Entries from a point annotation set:

□ □ □ □ □ □ □

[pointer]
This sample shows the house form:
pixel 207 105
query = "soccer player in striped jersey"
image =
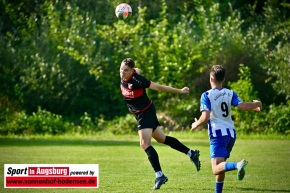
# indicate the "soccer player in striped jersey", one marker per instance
pixel 133 87
pixel 215 107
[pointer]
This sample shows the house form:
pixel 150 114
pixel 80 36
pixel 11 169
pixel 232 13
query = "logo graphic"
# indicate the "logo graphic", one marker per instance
pixel 51 175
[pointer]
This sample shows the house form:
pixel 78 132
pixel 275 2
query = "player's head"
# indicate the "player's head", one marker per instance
pixel 218 73
pixel 127 68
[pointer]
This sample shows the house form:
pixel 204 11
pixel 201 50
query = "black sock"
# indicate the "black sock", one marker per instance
pixel 176 144
pixel 153 158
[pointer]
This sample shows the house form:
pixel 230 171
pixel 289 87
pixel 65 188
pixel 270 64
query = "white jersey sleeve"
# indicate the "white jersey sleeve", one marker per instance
pixel 219 103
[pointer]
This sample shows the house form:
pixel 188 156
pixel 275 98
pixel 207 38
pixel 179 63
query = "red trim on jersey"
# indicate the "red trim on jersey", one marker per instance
pixel 143 109
pixel 130 76
pixel 131 93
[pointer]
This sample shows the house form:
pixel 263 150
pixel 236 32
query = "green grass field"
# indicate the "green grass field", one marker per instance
pixel 124 167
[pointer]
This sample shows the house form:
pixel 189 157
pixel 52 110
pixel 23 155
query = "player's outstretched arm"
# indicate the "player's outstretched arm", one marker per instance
pixel 204 117
pixel 159 87
pixel 255 105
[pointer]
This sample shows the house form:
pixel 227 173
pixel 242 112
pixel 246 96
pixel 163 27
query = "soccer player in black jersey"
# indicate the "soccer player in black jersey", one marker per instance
pixel 133 87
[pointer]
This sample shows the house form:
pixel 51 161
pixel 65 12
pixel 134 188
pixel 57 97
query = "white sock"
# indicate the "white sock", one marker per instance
pixel 159 174
pixel 189 153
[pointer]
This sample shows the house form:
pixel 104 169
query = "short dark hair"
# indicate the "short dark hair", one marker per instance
pixel 218 72
pixel 129 62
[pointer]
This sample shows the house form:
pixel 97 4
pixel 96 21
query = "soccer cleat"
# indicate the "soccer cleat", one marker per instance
pixel 194 158
pixel 241 169
pixel 159 181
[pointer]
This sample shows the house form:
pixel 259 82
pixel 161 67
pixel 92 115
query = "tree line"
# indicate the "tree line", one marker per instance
pixel 59 61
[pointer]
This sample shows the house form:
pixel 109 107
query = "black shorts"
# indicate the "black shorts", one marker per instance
pixel 147 118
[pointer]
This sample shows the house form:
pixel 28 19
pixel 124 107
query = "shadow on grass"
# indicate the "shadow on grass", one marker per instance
pixel 76 142
pixel 262 190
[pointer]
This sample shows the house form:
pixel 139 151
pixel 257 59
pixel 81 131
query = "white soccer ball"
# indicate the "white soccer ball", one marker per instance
pixel 123 11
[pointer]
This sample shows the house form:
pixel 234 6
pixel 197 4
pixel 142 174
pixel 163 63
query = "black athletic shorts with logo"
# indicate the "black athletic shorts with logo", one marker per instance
pixel 147 118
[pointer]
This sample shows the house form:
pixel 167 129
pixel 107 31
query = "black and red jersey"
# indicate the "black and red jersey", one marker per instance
pixel 134 93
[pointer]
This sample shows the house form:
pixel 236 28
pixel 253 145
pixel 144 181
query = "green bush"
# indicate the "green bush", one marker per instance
pixel 40 122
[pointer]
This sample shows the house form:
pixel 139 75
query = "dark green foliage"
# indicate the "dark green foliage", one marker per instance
pixel 64 56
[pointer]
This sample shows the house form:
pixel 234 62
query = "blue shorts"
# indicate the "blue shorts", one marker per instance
pixel 221 146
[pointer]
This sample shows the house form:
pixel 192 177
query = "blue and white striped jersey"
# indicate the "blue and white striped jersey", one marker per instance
pixel 219 103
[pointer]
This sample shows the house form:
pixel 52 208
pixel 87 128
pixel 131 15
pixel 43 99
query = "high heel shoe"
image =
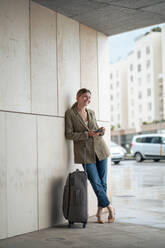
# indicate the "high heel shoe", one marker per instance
pixel 111 216
pixel 99 220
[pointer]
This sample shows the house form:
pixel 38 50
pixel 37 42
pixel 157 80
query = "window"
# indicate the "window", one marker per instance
pixel 148 63
pixel 140 95
pixel 140 108
pixel 146 139
pixel 140 121
pixel 148 78
pixel 148 92
pixel 147 50
pixel 131 78
pixel 139 140
pixel 139 54
pixel 149 106
pixel 139 68
pixel 139 81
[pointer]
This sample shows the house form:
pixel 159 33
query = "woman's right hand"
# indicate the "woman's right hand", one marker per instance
pixel 92 133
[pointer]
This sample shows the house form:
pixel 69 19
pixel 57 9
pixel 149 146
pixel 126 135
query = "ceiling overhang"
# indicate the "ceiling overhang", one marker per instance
pixel 110 16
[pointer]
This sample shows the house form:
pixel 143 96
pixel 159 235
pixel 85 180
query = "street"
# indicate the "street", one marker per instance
pixel 138 192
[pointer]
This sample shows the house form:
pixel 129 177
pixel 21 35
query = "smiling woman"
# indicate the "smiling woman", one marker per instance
pixel 81 127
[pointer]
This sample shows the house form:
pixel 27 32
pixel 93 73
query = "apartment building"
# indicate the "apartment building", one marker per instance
pixel 163 69
pixel 118 94
pixel 145 81
pixel 136 84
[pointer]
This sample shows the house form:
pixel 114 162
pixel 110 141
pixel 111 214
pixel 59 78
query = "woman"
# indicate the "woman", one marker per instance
pixel 81 126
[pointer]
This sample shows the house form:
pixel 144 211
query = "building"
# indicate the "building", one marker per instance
pixel 136 84
pixel 118 95
pixel 163 68
pixel 144 82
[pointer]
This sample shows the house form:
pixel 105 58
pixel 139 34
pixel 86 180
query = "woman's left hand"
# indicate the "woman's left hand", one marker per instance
pixel 102 130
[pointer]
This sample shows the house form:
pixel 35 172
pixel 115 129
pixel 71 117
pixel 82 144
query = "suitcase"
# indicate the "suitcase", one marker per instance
pixel 75 202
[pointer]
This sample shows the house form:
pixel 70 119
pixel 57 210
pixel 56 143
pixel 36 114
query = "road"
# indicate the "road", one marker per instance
pixel 138 192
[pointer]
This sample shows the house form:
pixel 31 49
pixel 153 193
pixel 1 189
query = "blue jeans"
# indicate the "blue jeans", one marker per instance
pixel 97 175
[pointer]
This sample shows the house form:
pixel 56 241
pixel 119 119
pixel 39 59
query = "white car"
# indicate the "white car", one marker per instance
pixel 117 153
pixel 148 146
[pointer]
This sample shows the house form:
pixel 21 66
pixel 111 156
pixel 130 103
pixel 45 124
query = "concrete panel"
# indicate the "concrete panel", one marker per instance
pixel 3 177
pixel 54 163
pixel 14 55
pixel 88 42
pixel 68 62
pixel 103 78
pixel 43 60
pixel 21 173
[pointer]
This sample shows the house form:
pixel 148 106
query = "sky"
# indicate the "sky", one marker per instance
pixel 121 44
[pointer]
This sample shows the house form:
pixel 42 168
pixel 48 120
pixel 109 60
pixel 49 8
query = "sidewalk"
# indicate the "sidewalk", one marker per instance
pixel 116 235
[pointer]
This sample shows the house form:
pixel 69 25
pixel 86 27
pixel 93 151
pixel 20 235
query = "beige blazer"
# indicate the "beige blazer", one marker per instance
pixel 77 130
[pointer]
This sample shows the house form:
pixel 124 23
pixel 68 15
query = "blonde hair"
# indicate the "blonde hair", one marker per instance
pixel 82 91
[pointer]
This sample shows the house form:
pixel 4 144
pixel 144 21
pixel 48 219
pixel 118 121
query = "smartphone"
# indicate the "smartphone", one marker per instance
pixel 98 130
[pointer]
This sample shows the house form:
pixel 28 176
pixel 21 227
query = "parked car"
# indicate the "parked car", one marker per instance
pixel 148 146
pixel 117 153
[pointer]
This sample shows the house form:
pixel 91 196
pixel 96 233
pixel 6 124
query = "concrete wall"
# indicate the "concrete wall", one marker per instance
pixel 45 58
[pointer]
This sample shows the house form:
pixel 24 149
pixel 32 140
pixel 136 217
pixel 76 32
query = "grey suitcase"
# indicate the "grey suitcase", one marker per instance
pixel 75 205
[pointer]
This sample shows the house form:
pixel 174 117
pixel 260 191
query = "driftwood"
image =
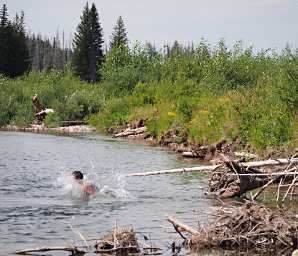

□ □ □ □ □ □ □

**Exercise:**
Please give every line from the start of the records through the line holding "pixel 131 93", inclusive, as a JSON list of strings with one string per line and blank lines skipped. Leave the pictures out of the answer.

**The output:**
[
  "[pointer]",
  "This sample shows the house form:",
  "pixel 207 105",
  "query = \"soccer player in striped jersey\"",
  "image =",
  "# indicate the \"soccer player in striped jersey\", one marker per instance",
  "pixel 133 87",
  "pixel 215 107",
  "[pointer]",
  "This sample shows the house form:",
  "pixel 150 114",
  "pixel 80 36",
  "pixel 11 169",
  "pixel 232 13",
  "query = \"logo graphic\"",
  "# indicate the \"logo graphic\", one marker per instance",
  "pixel 51 175",
  "[pointer]",
  "This sample shows the house form:",
  "pixel 78 132",
  "pixel 275 2",
  "query = \"player's head\"",
  "# indicate the \"player's head\", one marker per instance",
  "pixel 218 73",
  "pixel 127 68",
  "[pointer]",
  "This sample shows the house form:",
  "pixel 204 11",
  "pixel 201 50",
  "query = \"black sock\"",
  "# indicate the \"black sock\", one marker per instance",
  "pixel 176 144",
  "pixel 153 158",
  "[pointer]",
  "This sample shows the house form:",
  "pixel 230 171",
  "pixel 289 87",
  "pixel 65 188",
  "pixel 270 64",
  "query = \"white jersey sleeve\"",
  "# indicate the \"white jersey sleeve\", one marker per instance",
  "pixel 219 103",
  "[pointer]",
  "This sample shows the house form:",
  "pixel 188 156",
  "pixel 275 98",
  "pixel 207 38",
  "pixel 179 63",
  "query = \"red trim on jersey\"",
  "# indicate the \"red trim on jersey\", one marker per instance",
  "pixel 143 109",
  "pixel 130 76",
  "pixel 131 93"
]